= TASK MATERIAL =
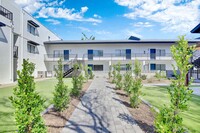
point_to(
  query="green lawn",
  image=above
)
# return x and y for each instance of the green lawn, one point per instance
(158, 96)
(45, 88)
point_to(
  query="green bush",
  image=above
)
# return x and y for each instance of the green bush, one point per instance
(143, 77)
(77, 81)
(128, 79)
(91, 75)
(169, 119)
(137, 85)
(114, 73)
(61, 93)
(119, 84)
(27, 102)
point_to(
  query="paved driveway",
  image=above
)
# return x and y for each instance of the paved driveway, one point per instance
(101, 112)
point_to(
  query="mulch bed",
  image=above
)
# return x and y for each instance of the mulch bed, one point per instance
(55, 121)
(143, 115)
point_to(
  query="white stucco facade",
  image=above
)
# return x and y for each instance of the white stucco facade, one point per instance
(14, 35)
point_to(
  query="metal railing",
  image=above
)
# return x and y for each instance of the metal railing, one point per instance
(6, 13)
(56, 57)
(139, 56)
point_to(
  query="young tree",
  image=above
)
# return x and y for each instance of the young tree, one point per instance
(61, 93)
(114, 73)
(128, 79)
(27, 102)
(91, 75)
(86, 73)
(137, 85)
(118, 76)
(77, 81)
(169, 119)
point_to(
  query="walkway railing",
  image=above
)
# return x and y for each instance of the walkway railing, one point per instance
(139, 56)
(56, 57)
(6, 13)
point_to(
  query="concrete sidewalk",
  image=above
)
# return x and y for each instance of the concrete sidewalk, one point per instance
(100, 112)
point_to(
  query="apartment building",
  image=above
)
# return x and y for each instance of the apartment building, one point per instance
(154, 55)
(21, 37)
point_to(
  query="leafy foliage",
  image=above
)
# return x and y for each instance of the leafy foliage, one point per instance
(61, 93)
(114, 73)
(27, 102)
(128, 79)
(91, 75)
(169, 119)
(86, 73)
(137, 85)
(119, 84)
(77, 81)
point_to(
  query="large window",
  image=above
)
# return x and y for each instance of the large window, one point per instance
(120, 52)
(160, 52)
(31, 48)
(97, 53)
(32, 29)
(161, 67)
(58, 53)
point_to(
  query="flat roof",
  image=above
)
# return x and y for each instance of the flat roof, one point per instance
(196, 29)
(115, 41)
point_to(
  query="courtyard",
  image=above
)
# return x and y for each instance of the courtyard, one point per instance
(99, 109)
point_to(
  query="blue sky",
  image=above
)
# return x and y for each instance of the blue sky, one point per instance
(116, 19)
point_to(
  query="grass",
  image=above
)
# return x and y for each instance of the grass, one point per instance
(158, 96)
(44, 87)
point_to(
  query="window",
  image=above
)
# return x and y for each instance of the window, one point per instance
(97, 53)
(160, 52)
(31, 29)
(161, 67)
(58, 53)
(120, 52)
(31, 48)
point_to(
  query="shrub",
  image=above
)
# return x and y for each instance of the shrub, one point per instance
(86, 73)
(143, 77)
(136, 86)
(110, 73)
(91, 75)
(114, 73)
(169, 118)
(118, 76)
(128, 79)
(61, 93)
(77, 81)
(27, 102)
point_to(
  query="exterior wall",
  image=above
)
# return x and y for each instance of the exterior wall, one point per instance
(136, 49)
(17, 35)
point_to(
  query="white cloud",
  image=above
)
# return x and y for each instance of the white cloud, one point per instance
(83, 29)
(53, 21)
(102, 32)
(129, 33)
(31, 6)
(96, 16)
(174, 15)
(142, 24)
(54, 9)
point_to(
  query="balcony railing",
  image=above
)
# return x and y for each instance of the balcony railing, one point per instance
(6, 13)
(56, 57)
(139, 56)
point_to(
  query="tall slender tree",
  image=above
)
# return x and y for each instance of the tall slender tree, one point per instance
(27, 102)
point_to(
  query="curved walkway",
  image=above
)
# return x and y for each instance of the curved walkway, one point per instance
(101, 112)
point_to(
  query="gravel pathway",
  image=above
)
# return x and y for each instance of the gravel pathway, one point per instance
(101, 112)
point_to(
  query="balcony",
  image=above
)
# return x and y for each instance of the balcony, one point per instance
(139, 56)
(6, 13)
(56, 57)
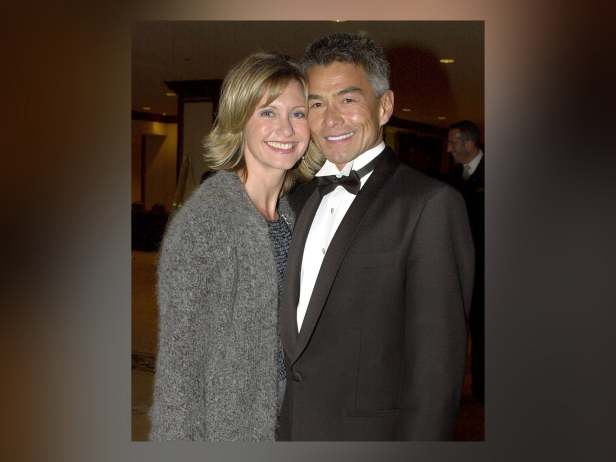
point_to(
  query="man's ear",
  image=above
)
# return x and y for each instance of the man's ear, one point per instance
(387, 106)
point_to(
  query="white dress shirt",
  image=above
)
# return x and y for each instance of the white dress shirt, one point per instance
(470, 168)
(330, 213)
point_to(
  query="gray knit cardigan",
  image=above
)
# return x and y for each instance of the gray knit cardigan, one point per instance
(217, 363)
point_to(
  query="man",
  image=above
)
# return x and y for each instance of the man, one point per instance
(463, 144)
(376, 285)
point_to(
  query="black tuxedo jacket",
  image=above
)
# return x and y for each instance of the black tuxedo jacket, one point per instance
(381, 353)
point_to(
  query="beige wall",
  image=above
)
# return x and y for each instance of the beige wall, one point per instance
(161, 161)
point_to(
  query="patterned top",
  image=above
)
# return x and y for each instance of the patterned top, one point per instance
(281, 238)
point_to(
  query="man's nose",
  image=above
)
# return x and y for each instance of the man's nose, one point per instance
(333, 117)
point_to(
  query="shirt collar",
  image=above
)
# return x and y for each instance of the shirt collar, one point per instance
(330, 168)
(472, 165)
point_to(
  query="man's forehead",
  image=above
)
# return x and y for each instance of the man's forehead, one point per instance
(338, 74)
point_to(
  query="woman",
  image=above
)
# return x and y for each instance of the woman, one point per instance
(219, 360)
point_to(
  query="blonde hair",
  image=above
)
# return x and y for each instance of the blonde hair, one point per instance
(242, 90)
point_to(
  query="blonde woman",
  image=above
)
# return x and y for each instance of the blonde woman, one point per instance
(220, 365)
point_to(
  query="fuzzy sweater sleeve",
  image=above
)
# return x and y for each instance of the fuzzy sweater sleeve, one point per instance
(185, 265)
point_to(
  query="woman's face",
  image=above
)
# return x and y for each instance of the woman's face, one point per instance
(276, 136)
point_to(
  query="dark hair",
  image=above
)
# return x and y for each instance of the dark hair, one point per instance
(354, 49)
(468, 131)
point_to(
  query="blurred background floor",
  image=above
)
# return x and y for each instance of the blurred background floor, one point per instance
(470, 425)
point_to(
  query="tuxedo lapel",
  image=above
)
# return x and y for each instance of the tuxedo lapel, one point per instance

= WHAT THE TASK ASKS =
Nothing in the entries should change as you copy them, except that the pictures are left out.

= THE ANSWER =
point_to(
  query="green lawn",
  image=above
)
# return x and y for each instance of the green lawn, one point per instance
(158, 96)
(45, 88)
point_to(
  query="green bush",
  image=above
)
# return x and y for each instance of the green bush, one point per instance
(143, 77)
(77, 81)
(128, 79)
(91, 75)
(169, 119)
(137, 85)
(114, 73)
(61, 93)
(119, 84)
(27, 102)
point_to(
  query="paved driveway",
  image=above
)
# return x and y for each instance of the paved driveway, one point per instance
(101, 112)
point_to(
  query="mulch bed",
  image=above
)
# return x and y for each instance of the mulch bed, one point per instance
(55, 121)
(143, 115)
point_to(
  query="white stucco facade",
  image=above
)
# return x and y for each instance of the white stucco facade, one point per instance
(14, 35)
point_to(
  query="metal railing",
  image=above
)
# return x and y for each instance of the metal railing, one point per instance
(6, 13)
(56, 57)
(139, 56)
point_to(
  query="young tree",
  image=above
)
# return x and y for each instance of the young tree, one point per instance
(61, 93)
(114, 73)
(128, 79)
(27, 102)
(91, 75)
(86, 73)
(137, 85)
(118, 76)
(77, 81)
(169, 119)
point_to(
  query="walkway railing",
  image=above
)
# return x and y for each instance of the walkway railing, one point per instance
(139, 56)
(56, 57)
(6, 13)
point_to(
  query="concrete sidewalk",
  image=above
)
# return x and y for each instance of the concrete sidewalk, one point per instance
(100, 112)
point_to(
  query="apartment building",
  image=above
)
# return x and y for each instance of the apartment building, one point per instance
(154, 55)
(21, 37)
point_to(
  query="leafy foliage",
  image=above
)
# return x and y for each instance of the leafy foliage, one point per instance
(61, 93)
(114, 73)
(27, 102)
(128, 79)
(91, 75)
(169, 119)
(86, 73)
(137, 85)
(119, 84)
(77, 81)
point_to(
  query="large window",
  image=above
)
# return x and y for each instance of the large window, one point per instance
(120, 52)
(160, 52)
(31, 48)
(97, 53)
(32, 29)
(161, 67)
(58, 53)
point_to(
  query="flat roof",
  image=above
)
# return x and y for each instance of the flat roof, one point per instance
(196, 29)
(115, 41)
point_to(
  query="courtyard",
  image=above
)
# return x and y for each instance of the courtyard, one point per instance
(99, 109)
point_to(
  query="blue sky",
  image=above
)
# return x and y for each instance of the blue sky, one point per instance
(116, 19)
point_to(
  query="grass",
  image=above
)
# return x and y for each instance of the grass, one point per instance
(158, 96)
(44, 87)
point_to(
  query="window",
  image=above
)
# return x and y for each instance of the window, one point per instance
(97, 53)
(160, 52)
(31, 29)
(161, 67)
(58, 53)
(120, 52)
(31, 48)
point_to(
  query="shrub",
  image=above
)
# return x and y for each instance of the shrub, one point per instance
(86, 73)
(143, 77)
(136, 86)
(110, 73)
(91, 75)
(114, 73)
(169, 118)
(118, 76)
(128, 79)
(61, 93)
(77, 81)
(27, 102)
point_to(
  query="exterior wall",
  image=above
)
# return x and y for each instance of the exterior wall, one point per instance
(136, 49)
(17, 35)
point_to(
  query="white cloud",
  image=above
)
# return x and y for each instance of the white cloud, one point per instance
(83, 29)
(53, 21)
(102, 32)
(129, 33)
(31, 6)
(96, 16)
(174, 15)
(142, 24)
(54, 9)
point_to(
  query="balcony railing",
  image=above
)
# return x and y for each instance of the balcony railing, one point per instance
(6, 13)
(56, 57)
(139, 56)
point_to(
  query="tall slender tree",
  image=above
)
# return x and y for each instance of the tall slender tree, one point per instance
(27, 102)
point_to(
  query="curved walkway",
  image=above
)
# return x and y for each instance of the curved walkway, one point per instance
(101, 112)
point_to(
  query="gravel pathway",
  image=above
)
# return x and y for each instance of the gravel pathway, one point per instance
(101, 112)
point_to(
  query="balcony",
  image=above
)
# return x and y for each instance of the balcony, one point per instance
(139, 56)
(6, 13)
(56, 57)
point_to(
  query="man's ear",
  image=above
)
# return x and y for each instance of the man's ear, one point per instance
(387, 106)
point_to(
  query="white dress shirt",
  image=above
)
# return x and y for each instance of the white dress shirt, one point per instance
(470, 168)
(330, 213)
point_to(
  query="gray knit cardigan",
  image=above
)
# return x and y for each instance of the gray knit cardigan, one point per instance
(217, 363)
point_to(
  query="man",
  image=above
)
# return x and y for each instance of the man, one point per instance
(463, 144)
(376, 285)
point_to(
  query="black tuxedo jacket",
  image=above
)
# return x and y for each instance of the black tuxedo jacket, one point per instance
(381, 353)
point_to(
  query="beige wall",
  image=above
)
# return x and y for each instance of the beige wall, one point per instance
(161, 161)
point_to(
  query="patterned top",
  image=above
)
# return x and y for each instance of the patterned top, one point per instance
(281, 238)
point_to(
  query="man's nose",
  image=above
)
# return x and y for each instance of the man's nose, one point per instance
(333, 117)
point_to(
  query="shirt collar",
  image=above
)
# return x and y for each instance of the shirt collar, one point per instance
(330, 168)
(472, 165)
point_to(
  query="man's forehead",
  image=above
)
# return x and y for each instance of the man's forehead, one point per instance
(338, 74)
point_to(
  query="woman",
  image=above
)
# return x and y for each instance of the woman, one point per instance
(219, 360)
point_to(
  query="blonde hair",
  image=above
)
# return x and y for each instance of the blonde hair, one point per instance
(242, 90)
point_to(
  query="blonde woman",
  image=above
)
# return x and y for each instance of the blonde woman, one point per instance
(220, 365)
point_to(
  query="fuzzy sweater sleeve",
  image=above
)
# return x and y for each instance of the fuzzy sweater sleeve, one point per instance
(185, 265)
point_to(
  query="woman's face",
  image=above
)
# return x and y for each instance of the woman's face, one point per instance
(276, 136)
point_to(
  query="dark hair",
  image=above
)
# return x and y for each instance of the dark hair, one point per instance
(354, 49)
(468, 131)
point_to(
  query="blurred background floor",
  image=above
)
# return x and y for each instance of the blurred background floor, one point per instance
(470, 425)
point_to(
  query="tuxedo lapel",
  image=above
)
# return x and y for each instance of the tuxedo lapel, one point per instance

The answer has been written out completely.